- _SOURCE TEXT_:
═══
Experiential tourism isn’t a new trend; it’s a fundamental shift in the way people travel.

“It started in 1999 when we started to talk about the experience economy,” explained Arsenault, “and when we started to understand that there was a new level of value in the business world, more than commodities, goods and services: this thing called experiences.”

“Experiences have occurred for thousands of years,” continued Celes Davar, Arsenault’s business partner and co-facilitator, “but they’ve never been put together commercially—that’s what’s changing, we’re putting a price point on it.”

Davar said because we’ve moved beyond a goods and services economy and into an experience economy, the tourism industry is trying to reestablish its place.

“In tourism particularly, we’re trying to figure out what is an experience and how does it fit into Jasper as a destination, how does it fit into Lethbridge as a community, how does it fit into Cyprus as a park?”

The answers to those questions are becoming clearer with the help of the Canadian Tourism Commission’s Explorer Quotient research, which provides the tourism industry with a greater understanding of each destination’s target market.

For example, under the Explorer Quotient, Jasper attracts free spirits, cultural explorers and authentic experiencers. With that knowledge, the community’s tourism operators can tailor their experiences to those specific travellers, ensuring the best possible experience for our visitors.
═══
(Data for pointing at things people describe)
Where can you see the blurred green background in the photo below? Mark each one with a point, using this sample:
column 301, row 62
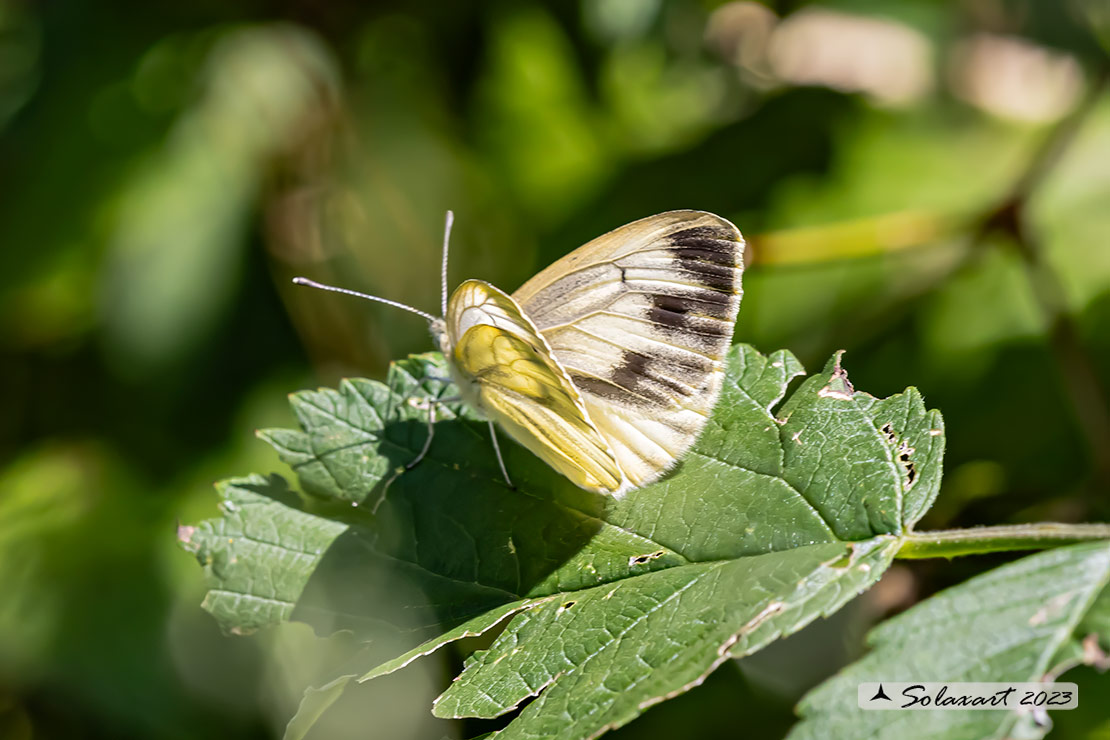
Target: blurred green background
column 925, row 184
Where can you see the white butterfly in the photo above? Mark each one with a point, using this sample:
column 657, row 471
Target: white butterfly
column 608, row 363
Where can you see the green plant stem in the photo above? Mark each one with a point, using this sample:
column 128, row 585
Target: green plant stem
column 978, row 540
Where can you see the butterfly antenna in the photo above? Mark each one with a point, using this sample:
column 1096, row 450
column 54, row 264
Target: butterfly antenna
column 443, row 271
column 312, row 283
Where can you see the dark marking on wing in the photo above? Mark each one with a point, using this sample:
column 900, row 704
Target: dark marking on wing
column 674, row 310
column 709, row 254
column 634, row 382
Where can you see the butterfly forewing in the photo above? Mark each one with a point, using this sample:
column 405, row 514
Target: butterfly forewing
column 505, row 367
column 641, row 320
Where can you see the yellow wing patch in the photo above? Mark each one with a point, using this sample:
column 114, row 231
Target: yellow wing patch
column 505, row 368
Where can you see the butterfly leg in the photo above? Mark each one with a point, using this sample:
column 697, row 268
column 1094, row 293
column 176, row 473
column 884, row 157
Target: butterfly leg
column 431, row 403
column 501, row 462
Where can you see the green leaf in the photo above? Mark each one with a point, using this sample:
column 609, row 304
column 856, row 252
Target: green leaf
column 776, row 517
column 1011, row 624
column 259, row 556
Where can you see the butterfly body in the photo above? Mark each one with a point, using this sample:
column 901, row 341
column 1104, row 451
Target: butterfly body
column 607, row 364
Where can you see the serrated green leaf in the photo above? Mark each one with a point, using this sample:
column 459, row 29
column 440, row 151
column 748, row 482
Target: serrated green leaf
column 599, row 657
column 773, row 519
column 260, row 555
column 1006, row 625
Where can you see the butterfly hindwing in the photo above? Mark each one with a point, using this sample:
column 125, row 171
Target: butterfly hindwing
column 506, row 370
column 641, row 320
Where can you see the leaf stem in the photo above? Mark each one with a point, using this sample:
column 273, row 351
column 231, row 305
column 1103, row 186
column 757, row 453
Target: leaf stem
column 978, row 540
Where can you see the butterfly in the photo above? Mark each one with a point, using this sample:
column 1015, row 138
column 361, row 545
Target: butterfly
column 607, row 364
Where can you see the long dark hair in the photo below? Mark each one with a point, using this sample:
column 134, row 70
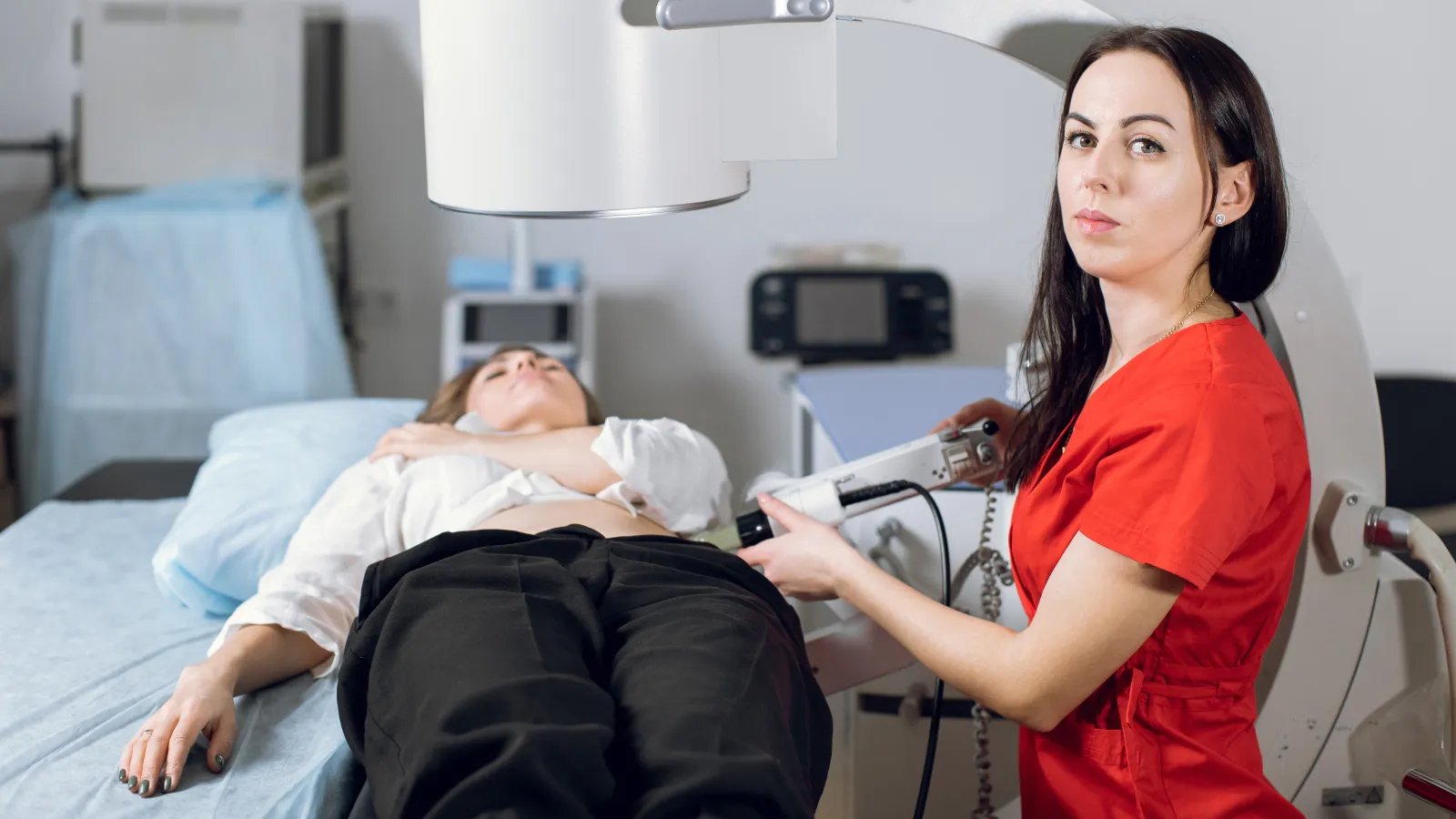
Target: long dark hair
column 1067, row 337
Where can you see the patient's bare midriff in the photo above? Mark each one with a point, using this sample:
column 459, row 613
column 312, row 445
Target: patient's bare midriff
column 609, row 519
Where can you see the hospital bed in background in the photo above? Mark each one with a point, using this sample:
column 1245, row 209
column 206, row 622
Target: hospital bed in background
column 92, row 647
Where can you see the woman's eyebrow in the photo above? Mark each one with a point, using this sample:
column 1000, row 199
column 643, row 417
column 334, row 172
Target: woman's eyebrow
column 1126, row 120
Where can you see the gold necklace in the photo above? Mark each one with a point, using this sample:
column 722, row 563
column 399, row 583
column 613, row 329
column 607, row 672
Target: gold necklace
column 1177, row 327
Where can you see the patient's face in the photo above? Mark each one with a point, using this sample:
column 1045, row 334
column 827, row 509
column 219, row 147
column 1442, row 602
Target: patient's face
column 526, row 392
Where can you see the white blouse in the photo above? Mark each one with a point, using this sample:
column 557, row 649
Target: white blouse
column 670, row 474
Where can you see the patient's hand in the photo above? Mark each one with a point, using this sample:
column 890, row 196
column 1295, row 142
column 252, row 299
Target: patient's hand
column 203, row 703
column 422, row 440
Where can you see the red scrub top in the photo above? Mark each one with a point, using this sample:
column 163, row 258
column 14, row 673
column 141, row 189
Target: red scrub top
column 1190, row 458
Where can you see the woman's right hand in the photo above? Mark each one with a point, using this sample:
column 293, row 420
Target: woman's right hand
column 986, row 410
column 203, row 703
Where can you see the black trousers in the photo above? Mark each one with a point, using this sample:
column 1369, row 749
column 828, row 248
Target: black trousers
column 562, row 675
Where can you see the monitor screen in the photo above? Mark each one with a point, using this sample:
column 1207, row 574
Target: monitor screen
column 844, row 310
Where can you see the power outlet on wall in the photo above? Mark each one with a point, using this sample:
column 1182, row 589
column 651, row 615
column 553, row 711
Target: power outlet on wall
column 378, row 307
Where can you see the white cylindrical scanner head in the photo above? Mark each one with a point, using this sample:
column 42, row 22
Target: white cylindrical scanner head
column 819, row 500
column 623, row 120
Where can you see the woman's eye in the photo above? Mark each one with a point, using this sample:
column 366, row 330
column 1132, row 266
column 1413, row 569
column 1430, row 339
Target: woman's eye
column 1145, row 146
column 1081, row 140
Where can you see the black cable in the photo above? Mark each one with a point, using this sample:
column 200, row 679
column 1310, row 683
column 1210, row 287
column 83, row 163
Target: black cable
column 893, row 487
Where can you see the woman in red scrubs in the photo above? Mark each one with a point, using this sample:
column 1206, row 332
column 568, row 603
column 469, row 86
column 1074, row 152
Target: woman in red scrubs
column 1161, row 468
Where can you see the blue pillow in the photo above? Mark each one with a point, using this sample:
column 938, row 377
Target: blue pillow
column 267, row 468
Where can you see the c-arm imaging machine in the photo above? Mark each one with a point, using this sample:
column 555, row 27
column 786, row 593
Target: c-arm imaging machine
column 608, row 108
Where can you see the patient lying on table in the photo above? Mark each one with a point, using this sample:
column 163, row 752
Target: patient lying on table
column 550, row 647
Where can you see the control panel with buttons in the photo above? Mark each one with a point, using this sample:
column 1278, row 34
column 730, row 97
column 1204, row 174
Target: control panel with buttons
column 829, row 315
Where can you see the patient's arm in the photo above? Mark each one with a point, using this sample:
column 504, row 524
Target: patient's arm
column 565, row 455
column 296, row 622
column 257, row 656
column 252, row 658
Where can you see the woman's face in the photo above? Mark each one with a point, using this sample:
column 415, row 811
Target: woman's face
column 1132, row 179
column 521, row 390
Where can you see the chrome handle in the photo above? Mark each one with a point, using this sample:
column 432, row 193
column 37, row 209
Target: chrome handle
column 1431, row 790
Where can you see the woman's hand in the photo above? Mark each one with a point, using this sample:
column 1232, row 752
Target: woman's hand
column 808, row 561
column 203, row 703
column 421, row 440
column 987, row 410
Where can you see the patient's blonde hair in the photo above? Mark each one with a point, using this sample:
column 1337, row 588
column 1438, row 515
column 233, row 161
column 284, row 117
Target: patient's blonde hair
column 451, row 398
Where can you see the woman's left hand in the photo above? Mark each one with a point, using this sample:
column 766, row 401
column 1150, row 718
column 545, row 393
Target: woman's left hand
column 808, row 561
column 422, row 440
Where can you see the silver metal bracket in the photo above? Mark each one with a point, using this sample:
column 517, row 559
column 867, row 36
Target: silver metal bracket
column 703, row 14
column 1340, row 526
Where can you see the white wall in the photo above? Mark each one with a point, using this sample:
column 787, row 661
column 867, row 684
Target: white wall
column 945, row 150
column 35, row 99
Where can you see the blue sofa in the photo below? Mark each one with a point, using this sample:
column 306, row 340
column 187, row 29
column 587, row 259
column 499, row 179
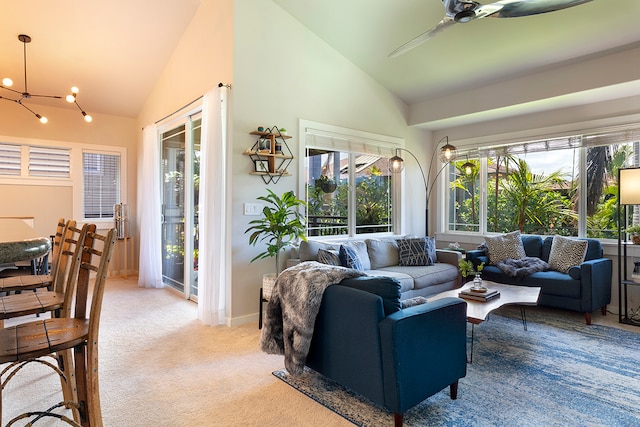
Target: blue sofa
column 395, row 357
column 585, row 288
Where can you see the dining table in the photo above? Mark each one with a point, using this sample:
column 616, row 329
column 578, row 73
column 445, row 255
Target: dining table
column 20, row 242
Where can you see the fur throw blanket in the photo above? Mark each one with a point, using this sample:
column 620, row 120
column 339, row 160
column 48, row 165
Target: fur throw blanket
column 522, row 267
column 293, row 307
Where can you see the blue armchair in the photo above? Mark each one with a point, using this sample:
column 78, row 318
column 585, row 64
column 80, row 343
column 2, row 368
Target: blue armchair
column 396, row 358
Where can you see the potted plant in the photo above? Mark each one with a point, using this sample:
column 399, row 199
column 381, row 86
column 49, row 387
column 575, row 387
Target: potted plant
column 326, row 184
column 467, row 268
column 634, row 231
column 280, row 227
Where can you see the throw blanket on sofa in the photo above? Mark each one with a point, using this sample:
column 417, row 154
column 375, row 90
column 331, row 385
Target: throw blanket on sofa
column 293, row 307
column 522, row 267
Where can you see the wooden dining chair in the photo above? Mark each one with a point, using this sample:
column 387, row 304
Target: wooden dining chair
column 34, row 281
column 74, row 332
column 25, row 303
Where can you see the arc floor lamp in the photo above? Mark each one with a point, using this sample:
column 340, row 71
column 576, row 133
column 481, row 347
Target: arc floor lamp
column 447, row 153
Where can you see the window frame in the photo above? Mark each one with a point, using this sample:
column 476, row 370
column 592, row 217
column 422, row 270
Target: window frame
column 582, row 141
column 75, row 178
column 386, row 145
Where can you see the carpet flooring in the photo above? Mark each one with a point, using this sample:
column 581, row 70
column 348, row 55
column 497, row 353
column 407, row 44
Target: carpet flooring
column 557, row 373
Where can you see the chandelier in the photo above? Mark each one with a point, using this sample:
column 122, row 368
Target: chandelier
column 23, row 96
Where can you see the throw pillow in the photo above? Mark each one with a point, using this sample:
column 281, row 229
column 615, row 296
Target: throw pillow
column 414, row 252
column 566, row 253
column 328, row 256
column 505, row 246
column 350, row 258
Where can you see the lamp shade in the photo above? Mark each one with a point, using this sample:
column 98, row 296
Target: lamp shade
column 629, row 186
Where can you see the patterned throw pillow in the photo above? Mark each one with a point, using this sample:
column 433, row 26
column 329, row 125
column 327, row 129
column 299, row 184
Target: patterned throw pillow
column 328, row 256
column 349, row 257
column 413, row 252
column 566, row 253
column 505, row 246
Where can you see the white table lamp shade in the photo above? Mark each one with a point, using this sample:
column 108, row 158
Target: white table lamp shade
column 629, row 186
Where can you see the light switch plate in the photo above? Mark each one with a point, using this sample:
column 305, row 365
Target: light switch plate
column 253, row 209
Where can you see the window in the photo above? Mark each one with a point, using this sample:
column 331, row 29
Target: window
column 101, row 184
column 93, row 174
column 348, row 187
column 563, row 186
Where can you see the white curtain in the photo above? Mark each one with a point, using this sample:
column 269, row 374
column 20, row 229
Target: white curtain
column 149, row 215
column 213, row 264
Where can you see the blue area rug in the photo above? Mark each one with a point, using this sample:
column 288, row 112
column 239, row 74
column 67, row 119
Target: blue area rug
column 558, row 373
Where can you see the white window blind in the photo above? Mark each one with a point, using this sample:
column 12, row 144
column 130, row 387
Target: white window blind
column 101, row 184
column 10, row 159
column 49, row 162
═══
- _WHAT YOU SHOULD DO_: Pick up the experiential tourism article where it ends and keep it going.

- _SOLVED EXERCISE_:
“Explorer Quotient research has given us better insights into what the traveller does want, so we can keep that focus and, literally, it’s like being able to look inside the person that you want as your customer and knowing exactly what they’re interested in, so you can deliver on it,” explained Ebreth.

With that knowledge and the training they received during the four-day conference, tourism operators left SHiFT with a whole arsenal of new ideas for their businesses.

Shellie Crittenden, the advertising promotions coordinator for WinSport in Calgary, said ideas started percolating as soon as the conference started.

“It was incredible,” she said. “At the end of day four, I’ve got at least four ideas running through my head to go back with.”

Participants in the SHiFT pilot program will have their registration fees reimbursed once they develop a new experiential tourism product that enhances Alberta’s offer.

The program is currently scheduled to run for three years, in three different towns, but if interest continues there is potential for it to become an annual event and perhaps return to Jasper.